**TASK DESCRIPTION**: Please put the data below, from the line with "Check that every instance of the brown" through the end of the data, into a Markdown table with the columns Row and Line. Leave out blank lines.

**INPUT RECORDS**:
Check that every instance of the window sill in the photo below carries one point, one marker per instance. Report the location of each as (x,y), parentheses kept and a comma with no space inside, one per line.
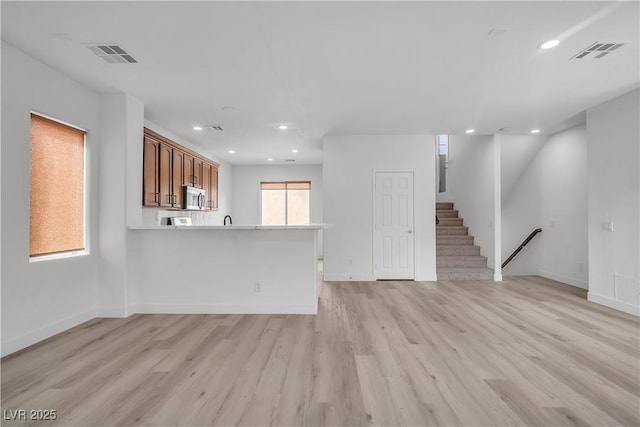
(71,254)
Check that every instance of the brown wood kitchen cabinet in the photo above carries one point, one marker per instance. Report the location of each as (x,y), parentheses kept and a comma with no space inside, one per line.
(151,170)
(167,166)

**TASK RESPONSE**:
| Row | Line |
|---|---|
| 1 | Check that every instance of the brown wood kitchen cabinet in the photo above carries one point, one marker per instance. Report the location of each as (x,y), parentheses kept and a comma with no space inside, one per line. |
| 2 | (151,170) |
| 3 | (167,166) |